Reproduce the Globally Integrated Seminar text word for word, from "We started with" to "questions that occured.".

::: TEXT PASSAGE

Globally Integrated Seminar – GIS

by Dr. Janine Ludwig

In response to the pandemic, Dickinson College developed the innovative format of the Globally Integrated Seminar (GIS) with many of our study-abroad sites. For Bremen, we were conducting a class on “Germany and the Cold War” this spring semester.

This seminar covered political and cultural developments in Germany throughout the 20th century. Through critical engagement with texts, documentaries and films, we tried to understand how people have felt about their times and the future, about modernity, about the block confrontation, their governments, and much more. We also occasionally examined the images of America that Germans produced at different times. The division of Germany, Europe and the world into East and West was discussed up to the revolution of 1989, which contributed to the fall of the Soviet Union and led to German reunification as well as the eastward expansion of the European Union.

We started with the German Empire around 1900, World War I and the Russian Revolution, continued with World War II and the separation of Germany and then delved into the history of the two Germanies. Finally, we analyzed the peaceful revolution of 1989 and German runification as well as Ostalgie (nostalgia for the East). Every week, the students wrote a blog post answering a specific question realted to the readings. While we were watching films, we chatted and commented on what we saw or discussed questions that occured.

::::::
::: PROVIDED DATA

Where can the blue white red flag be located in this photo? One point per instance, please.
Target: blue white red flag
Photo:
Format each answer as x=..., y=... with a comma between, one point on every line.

::::::

PROBLEM SOLUTION -
We started with the German Empire around 1900, World War I and the Russian Revolution, continued with World War II and the separation of Germany and then delved into the history of the two Germanies. Finally, we analyzed the peaceful revolution of 1989 and German runification as well as Ostalgie (nostalgia for the East). Every week, the students wrote a blog post answering a specific question realted to the readings. While we were watching films, we chatted and commented on what we saw or discussed questions that occured.